Francis Marion Griffith (August 21, 1849 – February 8, 1927) was an American educator and politician who served four terms as a U.S. Representative from Indiana from 1897 to 1905.

Biography 
Born in Moorefield, Indiana, Griffith attended the country schools of the county, the high school in Vevay, Indiana, and Franklin College, Franklin, Indiana.
He taught school.
He was appointed school superintendent of Switzerland County in 1873.
He studied law.
He was admitted to the bar in 1875 and commenced practice in Vevay.
County treasurer 1875-1877.
He served as delegate to the Democratic National Convention in 1880.
He served as member of the State senate 1886-1894 and served as Acting Lieutenant Governor 1891-1894.
He was an unsuccessful candidate for attorney general of Indiana in 1894.

Congress 
Griffith was elected as a Democrat to the Fifty-fifth Congress to fill the vacancy caused by the death of William S. Holman.

## Point annotation records

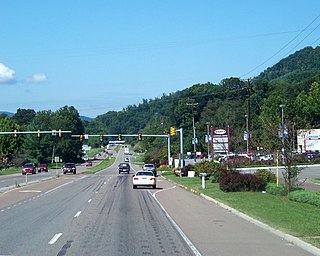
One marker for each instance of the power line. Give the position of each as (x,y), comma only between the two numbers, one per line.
(282,48)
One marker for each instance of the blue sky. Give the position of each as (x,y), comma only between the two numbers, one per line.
(102,55)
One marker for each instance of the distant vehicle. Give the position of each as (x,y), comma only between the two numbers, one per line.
(124,167)
(28,168)
(144,178)
(88,163)
(42,168)
(150,167)
(69,168)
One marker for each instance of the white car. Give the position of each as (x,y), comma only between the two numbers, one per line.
(144,178)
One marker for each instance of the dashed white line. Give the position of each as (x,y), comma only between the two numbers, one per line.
(77,214)
(55,238)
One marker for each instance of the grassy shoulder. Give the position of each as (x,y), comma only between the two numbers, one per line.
(298,219)
(102,165)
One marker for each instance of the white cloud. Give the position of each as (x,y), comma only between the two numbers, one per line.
(37,78)
(6,75)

## Task requirements
**1)** Render this sentence from the Francis Marion Griffith biography into Spanish: "He was appointed school superintendent of Switzerland County in 1873."
**2)** Carry on the Francis Marion Griffith biography from the point where it stops.

## Responses in order
**1)** Fue nombrado superintendente escolar del condado de Switzerland en 1873.

**2)**
He was reelected to the Fifty-sixth, Fifty-seventh, and Fifty-eighth Congresses and served from December 6, 1897, to March 3, 1905.
He declined to be a candidate for renomination in 1904.

Later career and death 
He resumed the practice of law in Vevay, Indiana.
City attorney 1912-1916.
He served as judge of the circuit court of the fifth judicial district 1916-1922.
He again engaged in the practice of his profession.

He died in Vevay, Indiana, February 8, 1927.
He was interred in Vevay Cemetery.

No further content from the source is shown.